**Work required**
Please take the lines from the one holding "e.g. point(28, 135)" through the one holding "e.g. point(68, 191)" in the data below and copy them exactly.
*** Begin section ***
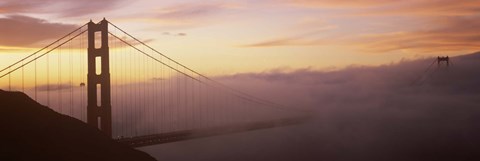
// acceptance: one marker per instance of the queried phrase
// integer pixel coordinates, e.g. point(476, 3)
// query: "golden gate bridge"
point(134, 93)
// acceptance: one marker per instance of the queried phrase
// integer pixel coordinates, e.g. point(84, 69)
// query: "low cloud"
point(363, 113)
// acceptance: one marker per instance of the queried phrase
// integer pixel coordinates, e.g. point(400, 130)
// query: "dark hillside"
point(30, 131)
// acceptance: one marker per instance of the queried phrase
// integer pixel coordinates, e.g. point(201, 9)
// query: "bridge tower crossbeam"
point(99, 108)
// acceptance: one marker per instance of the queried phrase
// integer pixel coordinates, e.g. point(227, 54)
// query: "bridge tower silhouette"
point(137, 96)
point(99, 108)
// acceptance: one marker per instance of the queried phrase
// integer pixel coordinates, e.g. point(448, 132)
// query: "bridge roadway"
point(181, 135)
*** End section ***
*** Begin section ***
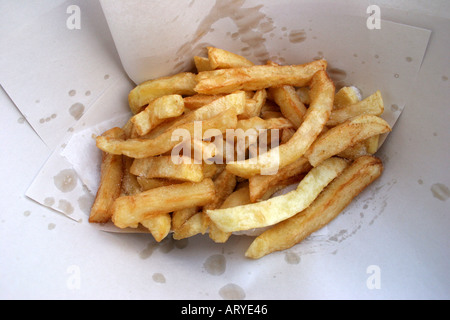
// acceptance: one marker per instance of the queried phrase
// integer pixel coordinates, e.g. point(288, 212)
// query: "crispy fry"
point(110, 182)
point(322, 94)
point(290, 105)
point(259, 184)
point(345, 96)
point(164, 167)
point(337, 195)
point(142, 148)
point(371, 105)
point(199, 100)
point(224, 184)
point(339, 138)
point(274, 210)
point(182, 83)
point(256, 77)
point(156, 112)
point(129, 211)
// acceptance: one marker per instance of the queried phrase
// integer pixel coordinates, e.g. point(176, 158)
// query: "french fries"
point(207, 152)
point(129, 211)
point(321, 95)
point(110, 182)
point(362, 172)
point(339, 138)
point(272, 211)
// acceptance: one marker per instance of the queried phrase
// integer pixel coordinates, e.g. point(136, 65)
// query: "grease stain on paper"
*** End section ***
*** Begin section ***
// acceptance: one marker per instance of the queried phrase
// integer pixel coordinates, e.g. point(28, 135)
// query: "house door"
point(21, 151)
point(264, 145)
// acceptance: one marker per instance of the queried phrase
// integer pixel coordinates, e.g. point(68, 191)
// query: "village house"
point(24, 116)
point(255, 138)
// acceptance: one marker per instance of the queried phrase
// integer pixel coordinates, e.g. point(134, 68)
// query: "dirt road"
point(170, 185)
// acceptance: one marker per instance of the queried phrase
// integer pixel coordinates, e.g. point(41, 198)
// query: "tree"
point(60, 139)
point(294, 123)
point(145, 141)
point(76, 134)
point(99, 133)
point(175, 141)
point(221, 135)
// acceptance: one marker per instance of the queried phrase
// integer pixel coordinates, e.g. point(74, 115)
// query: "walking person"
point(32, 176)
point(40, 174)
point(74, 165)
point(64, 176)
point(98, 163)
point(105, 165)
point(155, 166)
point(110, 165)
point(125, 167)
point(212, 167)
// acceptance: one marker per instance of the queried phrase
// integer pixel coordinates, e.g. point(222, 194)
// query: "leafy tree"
*** End section ***
**Answer section**
// integer pixel coordinates, e.g. point(28, 135)
// query: "house door"
point(21, 151)
point(264, 145)
// acceptance: one marker per instance of the queried phrase
// integer pixel coordinates, e.g. point(68, 191)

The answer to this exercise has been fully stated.